[Records excerpted from a collection]
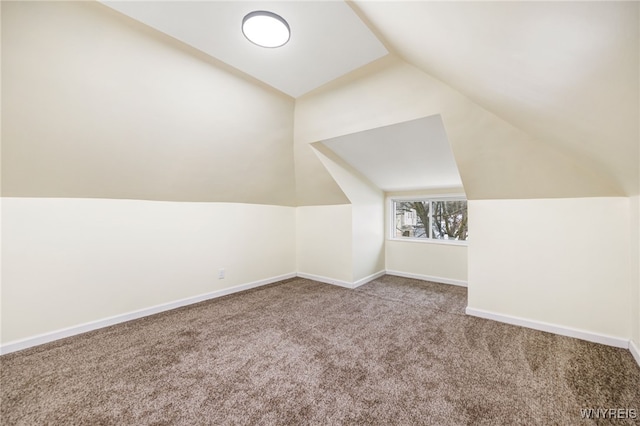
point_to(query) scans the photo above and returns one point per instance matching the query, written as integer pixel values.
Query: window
(435, 219)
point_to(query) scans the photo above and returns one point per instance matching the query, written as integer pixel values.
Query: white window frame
(391, 218)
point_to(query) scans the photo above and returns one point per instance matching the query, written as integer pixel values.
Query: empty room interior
(398, 213)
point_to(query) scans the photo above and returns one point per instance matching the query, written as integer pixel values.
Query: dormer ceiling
(327, 41)
(565, 73)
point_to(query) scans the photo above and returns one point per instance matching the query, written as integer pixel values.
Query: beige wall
(564, 262)
(67, 262)
(367, 209)
(324, 241)
(445, 263)
(635, 270)
(495, 159)
(96, 105)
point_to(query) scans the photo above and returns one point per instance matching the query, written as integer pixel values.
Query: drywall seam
(117, 319)
(635, 351)
(341, 283)
(439, 280)
(551, 328)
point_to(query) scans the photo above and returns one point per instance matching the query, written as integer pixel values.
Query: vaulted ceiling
(565, 73)
(537, 99)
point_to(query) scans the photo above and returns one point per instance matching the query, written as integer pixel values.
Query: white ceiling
(566, 73)
(328, 39)
(412, 155)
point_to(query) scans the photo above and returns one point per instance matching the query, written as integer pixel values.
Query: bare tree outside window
(434, 219)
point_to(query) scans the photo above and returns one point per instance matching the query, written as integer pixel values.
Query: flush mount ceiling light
(265, 29)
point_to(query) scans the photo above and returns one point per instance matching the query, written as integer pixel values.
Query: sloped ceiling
(565, 72)
(328, 39)
(96, 104)
(401, 157)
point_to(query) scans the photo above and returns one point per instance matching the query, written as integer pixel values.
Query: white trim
(341, 283)
(635, 351)
(40, 339)
(551, 328)
(440, 280)
(325, 280)
(363, 281)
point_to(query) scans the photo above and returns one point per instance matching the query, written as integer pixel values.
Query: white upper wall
(494, 159)
(565, 262)
(96, 105)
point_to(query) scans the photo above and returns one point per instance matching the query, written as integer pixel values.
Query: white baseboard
(325, 280)
(551, 328)
(117, 319)
(440, 280)
(635, 351)
(341, 283)
(370, 278)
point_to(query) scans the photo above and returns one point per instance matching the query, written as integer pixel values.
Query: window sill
(430, 241)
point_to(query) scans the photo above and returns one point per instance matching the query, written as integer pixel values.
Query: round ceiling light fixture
(265, 29)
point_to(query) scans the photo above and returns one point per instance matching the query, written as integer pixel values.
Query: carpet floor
(394, 351)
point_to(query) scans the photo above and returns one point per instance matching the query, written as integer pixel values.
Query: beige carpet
(395, 351)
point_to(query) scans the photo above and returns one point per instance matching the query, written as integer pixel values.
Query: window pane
(449, 220)
(411, 217)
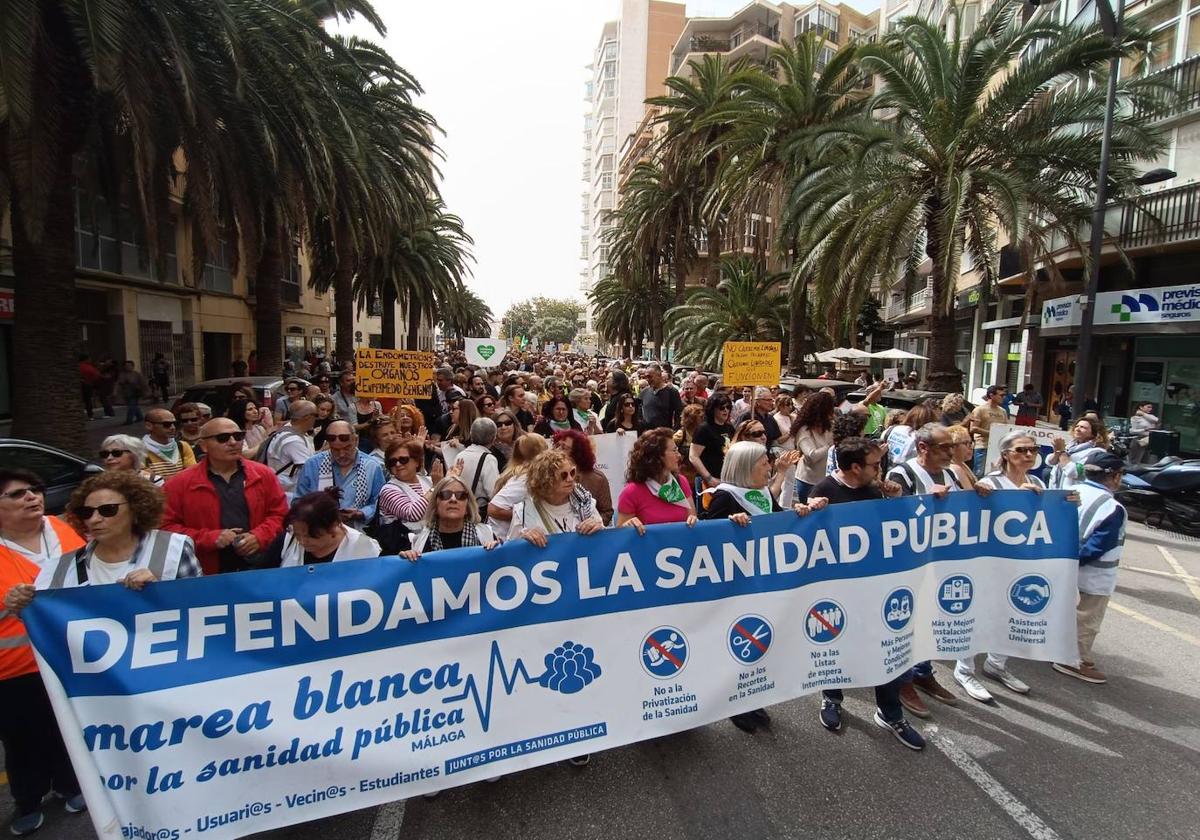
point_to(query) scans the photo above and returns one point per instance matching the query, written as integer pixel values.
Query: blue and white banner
(232, 705)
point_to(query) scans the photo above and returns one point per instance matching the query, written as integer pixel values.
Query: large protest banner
(750, 363)
(393, 375)
(232, 705)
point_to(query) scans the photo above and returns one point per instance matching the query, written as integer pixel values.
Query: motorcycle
(1164, 492)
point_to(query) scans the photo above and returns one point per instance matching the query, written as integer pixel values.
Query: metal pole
(1084, 361)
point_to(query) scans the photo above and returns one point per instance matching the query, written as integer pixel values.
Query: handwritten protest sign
(750, 363)
(393, 375)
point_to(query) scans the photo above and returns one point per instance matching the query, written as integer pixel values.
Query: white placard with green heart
(486, 352)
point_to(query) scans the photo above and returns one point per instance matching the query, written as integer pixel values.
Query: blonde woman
(510, 486)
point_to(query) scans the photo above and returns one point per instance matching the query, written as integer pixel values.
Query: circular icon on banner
(955, 593)
(664, 652)
(749, 639)
(1030, 594)
(898, 609)
(825, 622)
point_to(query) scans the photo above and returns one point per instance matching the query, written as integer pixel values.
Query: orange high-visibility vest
(16, 653)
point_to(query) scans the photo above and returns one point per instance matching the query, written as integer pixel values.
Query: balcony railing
(1185, 78)
(1167, 216)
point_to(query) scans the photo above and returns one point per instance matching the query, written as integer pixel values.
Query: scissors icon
(747, 645)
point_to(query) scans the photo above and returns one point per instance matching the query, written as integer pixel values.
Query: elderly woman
(1018, 456)
(553, 503)
(451, 522)
(1068, 460)
(315, 533)
(510, 487)
(478, 465)
(125, 453)
(742, 495)
(556, 417)
(35, 759)
(577, 444)
(654, 492)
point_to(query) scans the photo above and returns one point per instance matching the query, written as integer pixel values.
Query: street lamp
(1110, 22)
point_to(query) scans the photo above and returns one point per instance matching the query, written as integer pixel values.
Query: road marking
(1024, 817)
(1179, 570)
(1155, 623)
(388, 821)
(1159, 573)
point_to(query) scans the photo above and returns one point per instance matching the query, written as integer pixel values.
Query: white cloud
(505, 82)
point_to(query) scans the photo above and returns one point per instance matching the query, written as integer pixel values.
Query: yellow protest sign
(393, 375)
(750, 363)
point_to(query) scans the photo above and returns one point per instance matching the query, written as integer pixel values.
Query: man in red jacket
(231, 508)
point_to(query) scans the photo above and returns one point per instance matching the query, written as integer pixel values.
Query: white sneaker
(1006, 678)
(973, 688)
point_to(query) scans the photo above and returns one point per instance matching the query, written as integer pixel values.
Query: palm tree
(774, 114)
(748, 304)
(983, 138)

▶ **TASK**: Give the records above again in full and exactly, but exclude every picture.

▶ **ANSWER TO THE EXERCISE**:
point_to(query) scans the photo above and returns one point per instance matching the query, written as integer pixel values.
Query: window
(435, 219)
point_to(query) scans the photo above and returns one point per instance matching the query, written as integer pixel values.
Query: white window frame
(391, 218)
point_to(query) scans the photo above and returns one point per instance matching the query, written as integer pixel values.
Query: empty room interior
(398, 213)
point_to(query) scans the photo above and returns one point per instance matching the query, written as integer pixel values.
Query: dormer ceiling
(327, 41)
(565, 73)
point_to(query) scans the photo above and returns one point per instance matching the query, written as integer pixel values.
Query: beige wall
(564, 262)
(67, 262)
(367, 209)
(324, 241)
(445, 263)
(635, 270)
(495, 159)
(96, 105)
point_to(query) scans the photo above and returns one point per instance matching the query, written as integer pixel values.
Query: drywall seam
(117, 319)
(635, 351)
(341, 283)
(439, 280)
(551, 328)
point_to(query) scans the photo above and returns one point per instance matching the query, written as integer pixel values.
Query: vaulted ceiling
(565, 73)
(537, 99)
point_to(query) scans the photo above and returns one point per instance matching the query, written as integer pixel values.
Query: white ceiling
(566, 73)
(328, 39)
(412, 155)
point_to(query) scans the photo above and returns one point per instance matching the query, written as integer pixel values.
Query: bare tree outside window
(434, 219)
point_to(query) scans the photo above and returns one point per instance matching the query, written as integer pixel values.
Query: flush mount ceiling light
(265, 29)
point_to(query) scans the photo above and returns one point per instance matching the query, written as integer pixel values.
Query: sloped ceiling
(565, 72)
(328, 39)
(96, 104)
(401, 157)
point_to(query) scans the photo above and returns one point per instance matching the query, written as integer pixel values.
Query: white trim
(341, 283)
(635, 351)
(40, 339)
(551, 328)
(440, 280)
(325, 280)
(363, 281)
point_to(query) scans the photo above and returns one point per instance matching the query, written as integer pixel values.
Query: white upper wall
(494, 159)
(565, 262)
(96, 105)
point_to(query) scans the photo above and returns one point per instance matching the query, written as integer pixel values.
Query: white baseboard
(325, 280)
(551, 328)
(117, 319)
(440, 280)
(635, 351)
(341, 283)
(370, 278)
point_to(query) scans the photo above and returns one point per instance matching the query, written as integer pixel values.
Query: window sill
(430, 241)
point_to(query) scans the photo above and returns one point per instance matching the query, written as integer pixel values.
Query: round ceiling light fixture
(265, 29)
point_to(query) scans the photo above and returns one point per instance matching the query, written as integer pixel values.
Query: carpet floor
(394, 351)
point_to(query) scans the photo above and returns one point per instance matching the query, written as integer pixel values.
Query: beige carpet
(395, 351)
point_to(query) scans the photo above and returns one point per instance matching the query, written as integer pixel values.
Query: window pane
(449, 220)
(411, 217)
point_to(query) scans the photo above and returns one point per instance matching the query, written as integer pixel values.
Query: blue and white banner
(232, 705)
point_to(query) scans the photo above and returns one point per instance matching the query, written as integer pixel values.
Query: large protest banner
(750, 363)
(393, 375)
(232, 705)
point_to(query) scans the photo above and returns one point per instance matching the query, written as integer pixel values.
Query: motorcycle
(1164, 492)
point_to(query) scans the photo above and returns one point per instance matching the query, written as integer pixel values.
Query: metal pole
(1084, 361)
point_to(query) scans the photo above and returns one point per instance matching the query, written as integer pixel values.
Query: handwritten protest sign
(750, 363)
(393, 375)
point_to(query) scans the photo above and returns one point per instance matching the query, written as integer pixel values.
Query: white placard with green heart
(486, 352)
point_to(query) scans the photo above and returns one point per instance matching the query, written as integer pixel values.
Query: blonde woman
(510, 486)
point_to(query) scans the photo above and returns one point per instance matching the query, written as integer pixel values.
Query: circular icon on banner
(955, 593)
(664, 652)
(749, 639)
(1030, 594)
(898, 609)
(825, 622)
point_to(query) scans the photo above and returns one point per instance matching the query, written as integer pixel values.
Query: orange high-visibility vest
(16, 653)
point_to(query) scans the photo above and returns one point per instance matching the query, written as integer pixel values.
Query: balcony railing
(1185, 78)
(1167, 216)
point_to(query) scans the photo above and returns one point per instance matching the query, written as integer pixel values.
Query: scissors icon
(747, 645)
point_to(query) scans the photo above and returns one point per instance matching the query, written as integer pixel values.
Query: elderly woman
(1018, 456)
(553, 503)
(451, 522)
(1068, 460)
(315, 533)
(510, 487)
(478, 465)
(125, 453)
(742, 495)
(556, 417)
(35, 759)
(577, 444)
(654, 492)
point_to(query) scans the photo above and returns one point per instance matching the query, written as integer pixel values.
Query: street lamp
(1110, 22)
point_to(query) scans the photo above and returns one point per instance matching the query, written as integer pixel values.
Query: road marking
(1024, 817)
(1179, 570)
(1155, 623)
(388, 821)
(1159, 573)
point_to(query) scans the photo above and returns one point per instance matching the query, written as integer pixel values.
Query: white cloud
(505, 82)
point_to(query) scans the photo above and returns one point per instance matching the query, written as integer pixel values.
Query: yellow protest sign
(393, 375)
(750, 363)
point_to(query) scans the photo above and returns one point per instance matching the query, written as integer pixel values.
Query: man in red jacket
(231, 508)
point_to(query) scans the photo above and returns one point per instance matching the query, written as integer pixel values.
Query: white sneaker
(1006, 678)
(973, 688)
point_to(query) scans the photo above and returns one point per instance matching the query, written as integer pixel values.
Query: palm tree
(774, 114)
(748, 304)
(983, 138)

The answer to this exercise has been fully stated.